# [PROBLEM TO SOLVE]
Turn the items below into a two-column CSV with the header row task,marked_points and one row per item. Put each item's text and its marked points into one quoted field each, replacing line breaks with spaces.

[Start ENTRIES SUPPLIED]

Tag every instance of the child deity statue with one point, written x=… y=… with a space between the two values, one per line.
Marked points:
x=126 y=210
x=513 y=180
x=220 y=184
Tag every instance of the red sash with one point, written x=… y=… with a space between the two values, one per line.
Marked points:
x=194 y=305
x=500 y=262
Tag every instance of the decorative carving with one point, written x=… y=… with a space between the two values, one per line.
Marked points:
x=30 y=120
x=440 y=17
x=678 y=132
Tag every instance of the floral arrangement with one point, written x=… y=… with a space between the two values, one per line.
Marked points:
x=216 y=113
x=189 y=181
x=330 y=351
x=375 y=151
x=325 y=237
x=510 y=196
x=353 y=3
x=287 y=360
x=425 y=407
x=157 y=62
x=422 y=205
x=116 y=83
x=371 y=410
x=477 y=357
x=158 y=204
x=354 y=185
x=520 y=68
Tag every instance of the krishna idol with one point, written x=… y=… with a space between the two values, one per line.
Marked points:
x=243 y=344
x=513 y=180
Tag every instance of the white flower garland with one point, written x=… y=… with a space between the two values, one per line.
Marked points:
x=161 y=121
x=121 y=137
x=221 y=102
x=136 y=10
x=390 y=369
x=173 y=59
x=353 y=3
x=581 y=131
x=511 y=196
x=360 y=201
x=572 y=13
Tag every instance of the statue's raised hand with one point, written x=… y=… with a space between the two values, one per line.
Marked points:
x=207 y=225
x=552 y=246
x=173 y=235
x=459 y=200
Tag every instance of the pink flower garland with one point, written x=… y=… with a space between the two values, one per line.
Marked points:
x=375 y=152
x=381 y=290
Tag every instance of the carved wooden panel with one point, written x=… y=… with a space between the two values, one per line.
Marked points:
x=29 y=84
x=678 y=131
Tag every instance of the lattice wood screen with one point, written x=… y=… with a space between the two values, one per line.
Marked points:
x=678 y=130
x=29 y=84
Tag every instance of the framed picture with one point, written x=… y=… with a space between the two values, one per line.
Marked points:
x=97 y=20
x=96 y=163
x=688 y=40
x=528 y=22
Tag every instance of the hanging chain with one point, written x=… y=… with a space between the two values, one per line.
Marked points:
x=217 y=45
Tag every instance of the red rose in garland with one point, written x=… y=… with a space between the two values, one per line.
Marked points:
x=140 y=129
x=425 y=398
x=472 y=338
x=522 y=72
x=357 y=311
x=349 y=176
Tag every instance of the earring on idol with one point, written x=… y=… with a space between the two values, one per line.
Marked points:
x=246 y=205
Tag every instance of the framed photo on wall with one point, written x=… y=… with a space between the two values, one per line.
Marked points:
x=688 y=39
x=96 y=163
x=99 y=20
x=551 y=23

[End ENTRIES SUPPLIED]

# [RESPONSE TO THIS EXERCISE]
task,marked_points
"Tag every instance of the child deity statue with one point, written x=… y=… with a space between the two values, one per line. Marked points:","x=126 y=210 x=513 y=180 x=220 y=184"
"Tag every instance of the red sash with one point, written x=… y=… with a space between the two values, one per line. Marked points:","x=194 y=305 x=500 y=262"
"Tag every instance of the decorative carving with one point, written x=… y=… with a space between the two values, one per line. Marked points:","x=30 y=120 x=440 y=17 x=678 y=132"
"Tag every instance of the floral arrangement with one point, written x=… y=… with a space between the two values, one per line. Marked points:","x=216 y=113 x=189 y=181 x=330 y=351 x=375 y=151 x=325 y=237 x=510 y=196 x=353 y=3 x=287 y=360 x=425 y=407 x=157 y=62 x=422 y=205 x=116 y=83 x=371 y=410 x=477 y=357 x=158 y=204 x=354 y=185 x=520 y=68"
"Tag every instance of the krishna idol with one point, written x=… y=… with a space between the two values, one per line. Marked points:","x=243 y=344 x=513 y=180"
"Tag every instance of the white flower garland with one point, written x=… y=… with a space between the two values, one per line. Marked points:","x=161 y=121 x=121 y=137 x=221 y=102 x=136 y=10 x=390 y=369 x=173 y=59 x=353 y=3 x=581 y=131 x=511 y=196 x=360 y=201 x=572 y=13"
"Tag every instance of the statue's raised hand with one point, written x=… y=… with a space between the two values, one per line. Marked points:","x=207 y=225 x=552 y=246 x=173 y=235 x=459 y=200"
"Tag every instance of the pink flower garland with one point, written x=… y=… with a space between the two values, one per line. Marked points:","x=375 y=152 x=381 y=290"
"Tag every instance of the carved wooden panel with one point, written x=… y=… with a space between the two values, one per line. Marked points:","x=29 y=84 x=678 y=131"
"Tag every instance of the lattice wood screen with one point, written x=… y=… with a space between the two values, one per line. Marked points:","x=678 y=130 x=29 y=84"
"Tag every instance of the framed picture with one point, written x=… y=… with a space between the two values, one per line. Marked points:","x=97 y=20 x=96 y=163 x=688 y=40 x=528 y=22"
"Tag every instance of the hanging chain with one point, written x=… y=… with a space between the two values, one per line. Marked points:","x=217 y=45"
"Tag every instance of the red rose in garland with one point, written x=… y=… with a space between the two values, one per line. Marked points:","x=140 y=129 x=425 y=398 x=472 y=338 x=522 y=72 x=357 y=311 x=349 y=176"
"Tag every instance of the earring on idol with one point, written x=… y=… with a space between the two values, one per line. Marked points:","x=246 y=205"
"Tag every instance of the framed photo on wall with one point, written x=… y=… with a space between the two values, one per line. Marked points:","x=688 y=39 x=96 y=163 x=99 y=20 x=551 y=23"